## WORK INSTRUCTIONS
Copy every row below word for word, keeping the pictures out of your copy.

## MATERIAL FOR THIS EXERCISE
----

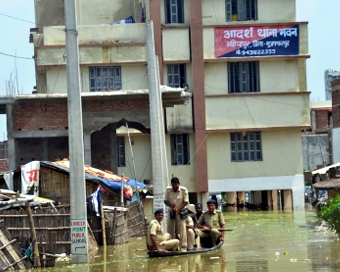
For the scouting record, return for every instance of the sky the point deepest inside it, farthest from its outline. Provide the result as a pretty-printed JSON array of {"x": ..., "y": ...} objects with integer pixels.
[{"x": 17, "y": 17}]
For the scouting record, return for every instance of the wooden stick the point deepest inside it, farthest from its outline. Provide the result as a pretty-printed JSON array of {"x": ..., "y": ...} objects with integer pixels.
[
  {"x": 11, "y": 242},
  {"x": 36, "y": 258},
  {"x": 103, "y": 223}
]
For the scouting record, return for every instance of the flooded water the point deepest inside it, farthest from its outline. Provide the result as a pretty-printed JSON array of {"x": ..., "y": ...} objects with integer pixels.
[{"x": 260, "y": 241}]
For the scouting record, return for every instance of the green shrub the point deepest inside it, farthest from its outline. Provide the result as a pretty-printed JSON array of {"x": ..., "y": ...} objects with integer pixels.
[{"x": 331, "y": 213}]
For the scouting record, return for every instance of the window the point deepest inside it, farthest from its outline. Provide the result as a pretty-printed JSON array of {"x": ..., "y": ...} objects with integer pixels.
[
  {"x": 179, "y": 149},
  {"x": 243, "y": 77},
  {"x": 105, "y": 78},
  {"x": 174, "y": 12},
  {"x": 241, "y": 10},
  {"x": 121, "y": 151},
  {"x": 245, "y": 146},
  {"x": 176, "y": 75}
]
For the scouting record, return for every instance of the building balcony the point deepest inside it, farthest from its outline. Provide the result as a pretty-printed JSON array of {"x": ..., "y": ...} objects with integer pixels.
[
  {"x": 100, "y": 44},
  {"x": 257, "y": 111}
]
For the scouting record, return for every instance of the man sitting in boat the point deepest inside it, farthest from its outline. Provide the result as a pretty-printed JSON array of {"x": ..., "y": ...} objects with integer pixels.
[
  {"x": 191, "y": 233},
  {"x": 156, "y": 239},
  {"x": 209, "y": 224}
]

----

## RESULT OF THIS TASK
For the scouting record, return for every instance of the sky the point deepest inside it, farthest from its outline. Provide the result as a pretty-printed JSON array of {"x": ..., "y": ...} objects with integer pixels.
[{"x": 17, "y": 17}]
For the scouting record, return for every instance of the wooden stick the point deepest inside it, farthest from its outline. Provide the result as a pretty-printed JSON array of {"x": ..., "y": ...} objects with integer pixels.
[
  {"x": 11, "y": 242},
  {"x": 36, "y": 258},
  {"x": 103, "y": 223}
]
For the scouting record, return for every instance of the flooded water the point deepest inside it, farthest from its outline. Provide the result as a pretty-printed JSON array of {"x": ..., "y": ...} objects with integer pixels.
[{"x": 260, "y": 241}]
For the scouting record, return for every instance of the green shrub the point deepest inside it, farthest from its outline. Provide the result as a pretty-printed JSON array of {"x": ..., "y": ...} objects with integer pixels.
[{"x": 331, "y": 213}]
For the scouting record, return for every instance of the window the point deepest inside it, farthest from its outline. Provide the result as a pretty-printed JSON array of {"x": ..., "y": ...} objects with integer pixels.
[
  {"x": 179, "y": 149},
  {"x": 243, "y": 77},
  {"x": 105, "y": 78},
  {"x": 174, "y": 12},
  {"x": 241, "y": 10},
  {"x": 121, "y": 151},
  {"x": 245, "y": 146},
  {"x": 176, "y": 75}
]
For the scouting record, return for every instance of the building balcony the point deepest inside it, farthest from its outline. Provide the result as a pretty-printed JSON array of {"x": ..., "y": ...} objects with integer pixels.
[
  {"x": 100, "y": 44},
  {"x": 257, "y": 111}
]
For the scouting record, return for every instance of the man sitting in boat the point deepest inside it, farthest from its outline. Provide the result as a pretty-printed JSON array of {"x": ..., "y": ...} objects with integer pixels.
[
  {"x": 191, "y": 233},
  {"x": 156, "y": 239},
  {"x": 209, "y": 224}
]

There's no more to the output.